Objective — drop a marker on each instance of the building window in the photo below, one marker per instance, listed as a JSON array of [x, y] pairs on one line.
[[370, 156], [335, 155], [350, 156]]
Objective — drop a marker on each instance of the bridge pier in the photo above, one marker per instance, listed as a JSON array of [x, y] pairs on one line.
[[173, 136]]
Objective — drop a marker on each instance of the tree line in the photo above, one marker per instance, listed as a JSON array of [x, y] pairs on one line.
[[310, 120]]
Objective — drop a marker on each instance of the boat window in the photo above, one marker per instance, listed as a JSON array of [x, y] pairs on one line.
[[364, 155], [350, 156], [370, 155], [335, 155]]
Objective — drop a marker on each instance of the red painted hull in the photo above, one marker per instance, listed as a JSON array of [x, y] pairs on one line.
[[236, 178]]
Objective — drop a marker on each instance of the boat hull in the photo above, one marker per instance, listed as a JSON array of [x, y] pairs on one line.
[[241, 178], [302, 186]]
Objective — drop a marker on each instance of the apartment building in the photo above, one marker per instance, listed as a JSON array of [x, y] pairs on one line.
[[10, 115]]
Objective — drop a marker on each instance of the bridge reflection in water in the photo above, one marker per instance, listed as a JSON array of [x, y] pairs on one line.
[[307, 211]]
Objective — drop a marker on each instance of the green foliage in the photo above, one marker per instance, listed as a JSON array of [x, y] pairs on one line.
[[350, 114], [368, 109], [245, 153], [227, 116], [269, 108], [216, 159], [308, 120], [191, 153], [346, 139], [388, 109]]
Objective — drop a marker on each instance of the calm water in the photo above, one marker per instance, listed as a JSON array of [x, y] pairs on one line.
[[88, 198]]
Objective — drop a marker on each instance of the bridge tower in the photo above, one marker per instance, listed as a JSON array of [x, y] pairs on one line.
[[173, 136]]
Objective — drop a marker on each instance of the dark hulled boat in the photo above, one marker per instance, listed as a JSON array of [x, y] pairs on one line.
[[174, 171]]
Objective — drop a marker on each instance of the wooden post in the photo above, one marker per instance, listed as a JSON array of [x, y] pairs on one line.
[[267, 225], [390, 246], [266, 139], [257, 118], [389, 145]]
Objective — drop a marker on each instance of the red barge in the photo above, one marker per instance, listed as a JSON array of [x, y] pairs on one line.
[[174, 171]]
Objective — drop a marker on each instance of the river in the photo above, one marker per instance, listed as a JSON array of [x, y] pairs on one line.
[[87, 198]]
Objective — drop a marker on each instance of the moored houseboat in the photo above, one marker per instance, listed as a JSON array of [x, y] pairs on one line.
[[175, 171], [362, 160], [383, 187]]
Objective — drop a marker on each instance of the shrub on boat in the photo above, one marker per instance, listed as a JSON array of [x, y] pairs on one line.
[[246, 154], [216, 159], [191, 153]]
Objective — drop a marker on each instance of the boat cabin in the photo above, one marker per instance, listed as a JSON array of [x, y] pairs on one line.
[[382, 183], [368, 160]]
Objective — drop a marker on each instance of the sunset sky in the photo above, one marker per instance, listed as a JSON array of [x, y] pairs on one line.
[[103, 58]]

AIM OF THE EXERCISE
Recast everything from the line containing "Objective — drop a marker on each instance of the sunset" down to the end of the rows as a numbered list, leaving out blank lines.

SOLUTION BELOW
1. Objective — drop a marker on each instance of the sunset sky in the photo above, one marker per instance, listed as a JSON array of [x, y] pairs on one line.
2. [[103, 58]]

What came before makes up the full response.